Exercise: Transcribe all of the data below word for word, leaving out the pictures.

Records for the exercise:
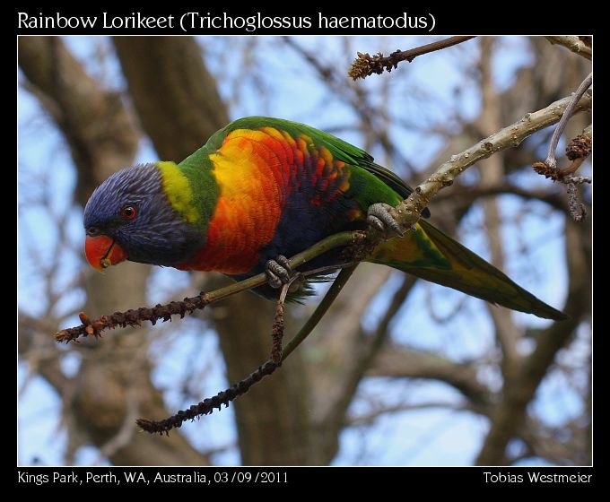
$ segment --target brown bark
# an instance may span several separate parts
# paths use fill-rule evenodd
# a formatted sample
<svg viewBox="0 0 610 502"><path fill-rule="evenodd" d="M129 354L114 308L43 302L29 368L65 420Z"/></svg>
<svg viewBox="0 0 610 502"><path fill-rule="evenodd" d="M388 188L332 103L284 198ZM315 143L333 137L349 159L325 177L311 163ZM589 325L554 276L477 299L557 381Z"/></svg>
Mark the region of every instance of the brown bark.
<svg viewBox="0 0 610 502"><path fill-rule="evenodd" d="M142 126L162 159L184 159L226 125L226 108L195 39L117 37L114 41ZM248 293L220 307L231 313L214 316L214 323L227 376L234 383L268 359L274 306ZM318 462L309 447L305 385L299 357L292 357L235 402L244 464Z"/></svg>
<svg viewBox="0 0 610 502"><path fill-rule="evenodd" d="M78 172L74 197L83 204L95 186L133 162L139 134L118 94L104 90L88 75L60 39L21 37L19 64L30 88L41 99L70 145ZM95 315L126 305L144 305L148 273L148 267L127 264L105 275L88 276L85 310ZM32 336L32 332L22 333L22 351L29 345L24 339L28 334ZM48 333L38 336L59 357L61 352ZM146 346L144 330L125 330L114 333L102 343L83 343L77 349L72 346L83 356L79 372L72 379L60 376L57 359L40 364L40 374L67 398L72 447L89 442L103 447L124 428L129 408L147 416L169 413L161 393L150 380ZM85 439L82 441L83 437ZM165 442L154 440L138 433L133 420L124 443L108 452L115 464L207 463L180 434Z"/></svg>

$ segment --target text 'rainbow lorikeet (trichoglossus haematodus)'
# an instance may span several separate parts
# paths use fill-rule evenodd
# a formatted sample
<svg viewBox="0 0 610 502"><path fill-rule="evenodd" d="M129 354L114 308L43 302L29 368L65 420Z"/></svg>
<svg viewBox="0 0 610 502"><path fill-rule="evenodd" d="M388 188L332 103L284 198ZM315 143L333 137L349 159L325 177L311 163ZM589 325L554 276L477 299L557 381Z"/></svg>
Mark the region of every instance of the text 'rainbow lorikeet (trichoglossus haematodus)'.
<svg viewBox="0 0 610 502"><path fill-rule="evenodd" d="M266 272L269 285L258 292L276 298L271 286L290 272L283 256L343 230L391 229L396 225L386 204L396 206L411 191L331 134L277 118L241 118L179 164L135 166L102 183L84 211L85 253L98 270L127 259L236 279ZM330 251L301 268L342 261ZM423 220L368 261L513 310L565 318Z"/></svg>

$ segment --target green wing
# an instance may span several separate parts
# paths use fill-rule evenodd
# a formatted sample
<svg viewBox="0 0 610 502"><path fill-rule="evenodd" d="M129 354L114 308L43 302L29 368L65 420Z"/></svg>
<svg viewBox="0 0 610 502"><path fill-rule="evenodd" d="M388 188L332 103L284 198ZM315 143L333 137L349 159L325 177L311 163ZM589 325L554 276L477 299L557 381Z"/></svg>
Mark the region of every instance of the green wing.
<svg viewBox="0 0 610 502"><path fill-rule="evenodd" d="M275 127L276 129L282 129L293 137L300 134L307 134L314 140L317 145L322 145L327 148L336 159L343 160L347 164L362 168L373 174L396 191L403 199L408 197L413 192L413 188L405 183L398 176L389 169L376 164L370 154L363 150L357 148L333 134L329 134L328 133L325 133L324 131L320 131L319 129L299 122L292 122L290 120L283 120L283 118L272 118L270 117L247 117L229 124L224 129L222 129L210 138L210 142L214 141L214 143L217 143L214 144L214 146L218 148L224 136L231 131L235 129L257 129L259 127ZM430 211L428 208L423 210L422 215L424 218L430 217Z"/></svg>

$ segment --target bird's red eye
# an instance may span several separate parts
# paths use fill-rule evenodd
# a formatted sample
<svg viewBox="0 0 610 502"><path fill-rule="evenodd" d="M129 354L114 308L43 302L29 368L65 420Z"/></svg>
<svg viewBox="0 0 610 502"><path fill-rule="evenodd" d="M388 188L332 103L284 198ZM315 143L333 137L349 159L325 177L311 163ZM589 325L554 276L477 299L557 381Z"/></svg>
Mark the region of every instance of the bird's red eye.
<svg viewBox="0 0 610 502"><path fill-rule="evenodd" d="M133 205L126 205L121 209L121 218L123 220L133 220L137 215L137 210Z"/></svg>

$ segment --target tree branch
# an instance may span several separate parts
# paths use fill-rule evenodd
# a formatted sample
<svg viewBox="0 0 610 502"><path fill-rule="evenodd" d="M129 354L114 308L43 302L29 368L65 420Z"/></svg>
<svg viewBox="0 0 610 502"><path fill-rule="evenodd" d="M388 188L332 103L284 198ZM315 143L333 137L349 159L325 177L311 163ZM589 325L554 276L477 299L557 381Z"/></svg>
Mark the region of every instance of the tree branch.
<svg viewBox="0 0 610 502"><path fill-rule="evenodd" d="M576 104L574 112L590 109L592 92L588 91ZM558 122L571 101L571 96L551 103L548 107L526 114L518 122L481 140L442 164L426 181L420 184L407 199L390 211L392 216L408 229L417 222L423 209L441 188L450 186L456 177L482 159L507 148L516 147L528 135Z"/></svg>
<svg viewBox="0 0 610 502"><path fill-rule="evenodd" d="M373 74L380 75L383 74L384 70L391 72L392 69L397 68L398 63L401 61L408 61L411 63L418 56L461 44L462 42L466 42L474 38L475 37L461 36L449 37L449 39L420 46L409 50L396 50L385 57L381 53L370 56L369 53L362 54L362 52L359 52L358 57L352 63L352 67L349 72L347 72L347 74L353 80L365 79Z"/></svg>
<svg viewBox="0 0 610 502"><path fill-rule="evenodd" d="M309 249L292 256L290 259L291 267L295 269L329 249L362 243L366 238L366 234L360 231L341 232L332 235ZM102 331L114 329L118 326L140 326L143 321L149 321L154 325L159 320L170 320L171 316L178 315L180 318L183 318L187 314L192 314L195 310L205 308L208 305L241 291L252 290L265 284L266 281L266 275L259 273L210 293L202 293L196 297L186 298L182 301L172 301L166 305L158 304L152 308L141 307L137 309L126 310L126 312L115 312L109 316L102 316L95 321L90 321L84 313L81 313L83 324L79 326L58 331L55 333L55 339L57 342L68 342L81 336L92 335L98 337L100 336Z"/></svg>
<svg viewBox="0 0 610 502"><path fill-rule="evenodd" d="M588 37L587 37L588 39ZM586 57L589 61L592 56L591 43L588 44L585 40L580 39L580 37L562 36L562 37L546 37L546 39L552 44L558 44L569 48L572 52Z"/></svg>
<svg viewBox="0 0 610 502"><path fill-rule="evenodd" d="M527 417L527 407L553 364L557 352L571 338L583 312L588 311L590 281L583 248L582 227L566 221L566 256L570 290L563 311L570 317L553 323L538 337L536 349L525 358L512 378L505 380L502 399L492 415L492 424L476 459L477 465L507 463L506 446Z"/></svg>

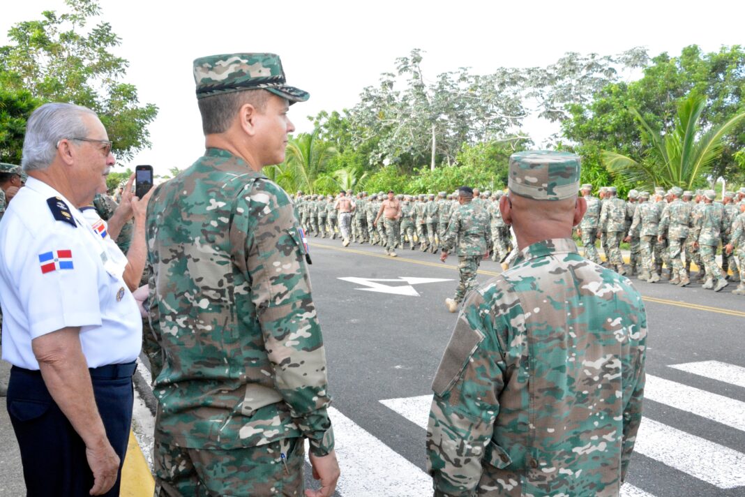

Exercise answer:
$ segment --target brown bark
# an instance may span several separate parts
# paths use fill-rule evenodd
# a formatted sample
<svg viewBox="0 0 610 502"><path fill-rule="evenodd" d="M129 354L114 308L43 302L29 368L65 420Z"/></svg>
<svg viewBox="0 0 610 502"><path fill-rule="evenodd" d="M388 188L332 103L284 198ZM315 143L333 137L349 159L325 177L311 163ZM589 325L554 276L477 299L557 381Z"/></svg>
Mark the region of every instance of the brown bark.
<svg viewBox="0 0 610 502"><path fill-rule="evenodd" d="M142 126L162 159L184 159L226 125L226 108L195 39L117 37L114 41ZM248 293L220 307L231 313L214 316L214 323L227 376L234 383L268 359L274 306ZM318 462L309 447L305 385L299 357L292 357L235 402L244 464Z"/></svg>
<svg viewBox="0 0 610 502"><path fill-rule="evenodd" d="M78 172L74 197L83 204L95 186L133 162L139 134L118 94L104 90L88 75L60 39L21 37L19 64L30 88L41 99L70 145ZM95 315L126 305L144 305L148 273L148 267L127 264L105 275L88 276L85 310ZM32 336L32 332L22 333L22 351L29 345L24 339L28 334ZM48 333L38 336L59 357L61 352ZM146 346L144 330L125 330L114 333L102 343L83 343L77 349L72 346L83 356L79 372L72 379L60 376L57 359L40 364L40 374L67 398L72 447L89 442L103 447L124 428L129 408L147 416L169 413L161 393L150 380ZM85 439L82 441L83 437ZM165 442L154 440L138 433L133 420L124 443L108 452L115 464L207 463L180 434Z"/></svg>

$ segment --target text 'rainbow lorikeet (trichoglossus haematodus)'
# an instance may span several separate parts
# paths use fill-rule evenodd
# a formatted sample
<svg viewBox="0 0 610 502"><path fill-rule="evenodd" d="M129 354L114 308L43 302L29 368L65 420Z"/></svg>
<svg viewBox="0 0 610 502"><path fill-rule="evenodd" d="M388 188L332 103L284 198ZM315 143L333 137L349 159L325 177L311 163ZM589 325L554 276L477 299L557 381Z"/></svg>
Mark the region of every instance of the text 'rainbow lorikeet (trichoglossus haematodus)'.
<svg viewBox="0 0 610 502"><path fill-rule="evenodd" d="M266 272L269 285L258 292L276 298L271 286L290 272L283 256L343 230L391 229L396 225L386 204L396 206L411 191L331 134L277 118L241 118L179 164L135 166L102 183L84 211L85 253L98 270L127 259L236 279ZM330 251L301 268L342 261ZM423 220L368 261L513 310L565 318Z"/></svg>

$ segment --target green wing
# an instance may span several separate parts
# paths use fill-rule evenodd
# a formatted sample
<svg viewBox="0 0 610 502"><path fill-rule="evenodd" d="M129 354L114 308L43 302L29 368L65 420Z"/></svg>
<svg viewBox="0 0 610 502"><path fill-rule="evenodd" d="M388 188L332 103L284 198ZM315 143L333 137L349 159L325 177L311 163ZM589 325L554 276L477 299L557 381Z"/></svg>
Mark the region of every instance of the green wing.
<svg viewBox="0 0 610 502"><path fill-rule="evenodd" d="M275 127L276 129L282 129L293 137L300 134L307 134L314 140L317 145L322 145L327 148L336 159L343 160L347 164L362 168L373 174L396 191L403 199L408 197L413 192L413 188L405 183L398 176L389 169L376 164L370 154L363 150L357 148L333 134L329 134L328 133L325 133L324 131L320 131L319 129L299 122L292 122L290 120L283 120L283 118L272 118L270 117L247 117L229 124L224 129L222 129L210 138L210 142L214 141L214 143L217 143L214 144L214 146L218 148L224 136L231 131L235 129L257 129L259 127ZM430 211L428 208L423 210L422 215L424 218L430 217Z"/></svg>

$ segment --target bird's red eye
# an instance may span several separate parts
# paths use fill-rule evenodd
# a formatted sample
<svg viewBox="0 0 610 502"><path fill-rule="evenodd" d="M129 354L114 308L43 302L29 368L65 420Z"/></svg>
<svg viewBox="0 0 610 502"><path fill-rule="evenodd" d="M388 188L332 103L284 198ZM315 143L333 137L349 159L325 177L311 163ZM589 325L554 276L477 299L557 381Z"/></svg>
Mark the region of every instance of the bird's red eye.
<svg viewBox="0 0 610 502"><path fill-rule="evenodd" d="M133 205L126 205L121 209L121 218L123 220L133 220L137 215L137 210Z"/></svg>

$ segment --target tree branch
# an instance may span several separate parts
# paths use fill-rule evenodd
# a formatted sample
<svg viewBox="0 0 610 502"><path fill-rule="evenodd" d="M129 354L114 308L43 302L29 368L65 420Z"/></svg>
<svg viewBox="0 0 610 502"><path fill-rule="evenodd" d="M388 188L332 103L284 198ZM315 143L333 137L349 159L325 177L311 163ZM589 325L554 276L477 299L557 381Z"/></svg>
Mark the region of every instance of the tree branch.
<svg viewBox="0 0 610 502"><path fill-rule="evenodd" d="M576 104L574 112L590 109L592 92L588 91ZM558 122L571 101L571 96L551 103L548 107L526 114L518 122L481 140L442 164L426 181L420 184L407 199L390 211L392 216L408 229L417 222L423 209L441 188L450 186L456 177L482 159L507 148L516 147L528 135Z"/></svg>
<svg viewBox="0 0 610 502"><path fill-rule="evenodd" d="M373 74L380 75L383 74L384 70L391 72L392 69L397 68L398 63L401 61L408 61L411 63L418 56L461 44L462 42L466 42L474 38L475 37L461 36L449 37L449 39L420 46L409 50L396 50L385 57L381 53L370 56L369 53L362 54L362 52L359 52L358 57L352 63L352 67L349 72L347 72L347 74L353 80L365 79Z"/></svg>
<svg viewBox="0 0 610 502"><path fill-rule="evenodd" d="M309 249L292 256L290 259L291 267L295 269L329 249L362 243L366 238L366 234L360 231L341 232L332 235ZM102 331L114 329L118 326L140 326L143 321L149 321L154 325L159 320L170 320L171 316L178 315L180 318L183 318L187 314L192 314L195 310L205 308L208 305L241 291L252 290L265 284L266 281L266 275L259 273L210 293L202 293L196 297L186 298L182 301L172 301L166 305L158 304L152 308L141 307L137 309L126 310L126 312L115 312L109 316L102 316L95 321L90 321L84 313L81 313L83 324L79 326L58 331L55 333L55 339L57 342L68 342L81 336L92 335L98 337L100 336Z"/></svg>
<svg viewBox="0 0 610 502"><path fill-rule="evenodd" d="M588 37L587 37L588 39ZM586 57L589 61L592 56L591 43L588 44L585 40L580 39L580 37L562 36L562 37L546 37L546 39L552 44L558 44L569 48L572 52Z"/></svg>
<svg viewBox="0 0 610 502"><path fill-rule="evenodd" d="M527 417L527 407L553 364L557 352L571 338L583 312L588 311L590 281L583 248L582 227L566 221L566 256L570 290L563 311L570 317L553 323L538 337L536 349L525 358L512 378L505 380L502 399L492 415L492 424L476 459L477 465L507 463L506 446Z"/></svg>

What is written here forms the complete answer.